* **Quelle**

============

Wenn ich eine Leinwand kaufe, dann ist sie leer. Andernfalls kaufe ich ein Bild. Gleiches gilt für Flipcharts, Whiteboards und Moderationswände – mehr „Vordruck“ als ein einfaches Karo braucht es nicht, mehr „A‑priori-Visualisierung“ erscheint mir als eine mich unangemessen einschränkende Vorwegnahme dessen, was kommen soll. Visuelles Denken und das Unterstützen von kreativen (Gruppen‑)Prozessen durch Visualisierungen lebt m. E. von der Freiheit, von der unendlichen Flexibilität des leeren Blattes.
Beobachten tue ich allerdings im Moment einen völlig anderen Trend: In Beratung und Moderation erlebe ich immer häufiger, dass fertige „Formulare“ – sogenannte „Canvas“1 – zu unterschiedlichsten Themen und Anwendungszwecken2 das leere Blatt verdrängen. Vorgefertigte, idealerweise groß ausgedruckte „Denkvorlagen“ werden genutzt, um den Denkprozess zu „strukturieren“ – mit dem Ergebnis, dass statt eines mehr oder minder visuell unterstützten Denkprozesses oft eher das Rätseln über das auszufüllende „Formular“ den Prozess bestimmt.
Nun ist es nicht so, dass etwas gegen strukturiertes Vorgehen spräche – und auch eine „Checkliste“, die sicherstellt, dass alle wichtigen Aspekte eines Themas erörtert werden, kann keinesfalls schaden. Dennoch bringt die Nutzung dieser „Canvas“ m. E. zweierlei Problemfelder mit sich:
- Zum einen neigt das Formularhafte dazu, die inhaltliche Arbeit im Übermaß geradezu zu determinieren.

============

* **Angezeigte Daten**
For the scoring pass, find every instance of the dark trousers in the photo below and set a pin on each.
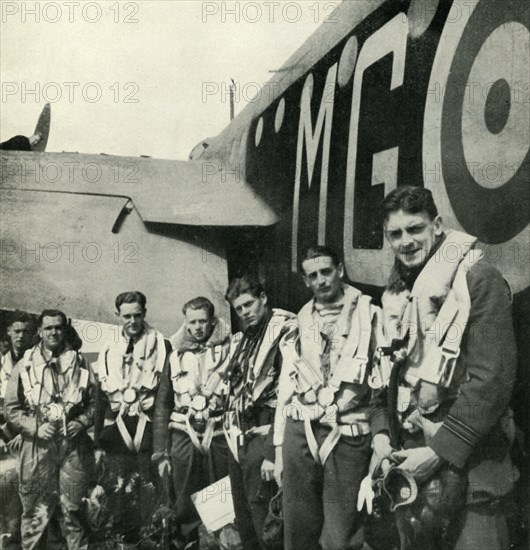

============

* **Aufgaben**
1) Zitiere aus der Quelle den Abschnitt von „Beobachten tue ich“ bis „den Prozess bestimmt.“.
2) Was wird laut der Quelle in Beratung und Moderation immer häufiger von fertigen „Formularen“ verdrängt?

* **Lösungen**
1)
Beobachten tue ich allerdings im Moment einen völlig anderen Trend: In Beratung und Moderation erlebe ich immer häufiger, dass fertige „Formulare“ – sogenannte „Canvas“1 – zu unterschiedlichsten Themen und Anwendungszwecken2 das leere Blatt verdrängen. Vorgefertigte, idealerweise groß ausgedruckte „Denkvorlagen“ werden genutzt, um den Denkprozess zu „strukturieren“ – mit dem Ergebnis, dass statt eines mehr oder minder visuell unterstützten Denkprozesses oft eher das Rätseln über das auszufüllende „Formular“ den Prozess bestimmt.

2) Das leere Blatt.